══ DATA IN THIS EXERCISE ══
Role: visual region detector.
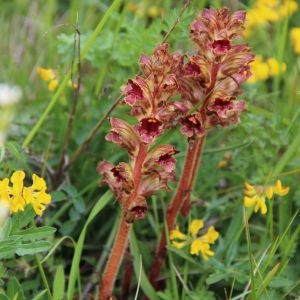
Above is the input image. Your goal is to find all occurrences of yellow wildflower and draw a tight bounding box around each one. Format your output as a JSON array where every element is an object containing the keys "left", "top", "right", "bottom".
[
  {"left": 24, "top": 174, "right": 51, "bottom": 216},
  {"left": 244, "top": 179, "right": 289, "bottom": 215},
  {"left": 48, "top": 79, "right": 58, "bottom": 92},
  {"left": 170, "top": 219, "right": 219, "bottom": 260},
  {"left": 245, "top": 0, "right": 298, "bottom": 36},
  {"left": 290, "top": 27, "right": 300, "bottom": 54},
  {"left": 0, "top": 171, "right": 25, "bottom": 213},
  {"left": 267, "top": 57, "right": 286, "bottom": 76},
  {"left": 248, "top": 56, "right": 286, "bottom": 83},
  {"left": 37, "top": 67, "right": 55, "bottom": 81},
  {"left": 37, "top": 67, "right": 58, "bottom": 92},
  {"left": 0, "top": 171, "right": 51, "bottom": 215}
]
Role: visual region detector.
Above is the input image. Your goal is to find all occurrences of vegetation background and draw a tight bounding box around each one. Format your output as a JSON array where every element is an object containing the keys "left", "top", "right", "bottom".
[{"left": 0, "top": 0, "right": 300, "bottom": 300}]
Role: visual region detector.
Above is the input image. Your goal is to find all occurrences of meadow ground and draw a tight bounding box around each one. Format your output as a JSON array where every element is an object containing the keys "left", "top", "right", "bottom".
[{"left": 0, "top": 0, "right": 300, "bottom": 300}]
═══
WORK INSTRUCTIONS: List every line of the entries above as a numbered list, skipping blank lines and leaving the pictures out.

PROBLEM SOLUTION:
1. Role: visual region detector.
2. Above is the input image. Your goal is to find all occurrences of yellow wildflower and draw a tight bounding box around each one. Format your output as a JSON array where every element is an object containing the keys "left", "top", "right", "bottom".
3. [
4.   {"left": 24, "top": 174, "right": 51, "bottom": 216},
5.   {"left": 244, "top": 179, "right": 289, "bottom": 215},
6.   {"left": 48, "top": 79, "right": 58, "bottom": 92},
7.   {"left": 170, "top": 219, "right": 219, "bottom": 260},
8.   {"left": 245, "top": 0, "right": 298, "bottom": 36},
9.   {"left": 290, "top": 27, "right": 300, "bottom": 54},
10.   {"left": 0, "top": 171, "right": 25, "bottom": 213},
11.   {"left": 267, "top": 57, "right": 286, "bottom": 76},
12.   {"left": 248, "top": 56, "right": 286, "bottom": 83},
13.   {"left": 37, "top": 67, "right": 55, "bottom": 81},
14.   {"left": 37, "top": 67, "right": 58, "bottom": 92},
15.   {"left": 0, "top": 171, "right": 51, "bottom": 215}
16. ]
17. Role: visual region detector.
18. Above is the input image. Your goal is to find all occurrences of vegetation background and draw a tight bounding box around each one. Format your output as a JSON array where every element is an object containing the keys "left", "top", "right", "bottom".
19. [{"left": 0, "top": 0, "right": 300, "bottom": 300}]
20. Role: visual region detector.
21. Above is the input image. Your goal is to find all occurrences of meadow ground and draw a tight bounding box around each one. Format your output as a JSON array where every element is an object containing the keys "left", "top", "right", "bottom".
22. [{"left": 0, "top": 0, "right": 300, "bottom": 300}]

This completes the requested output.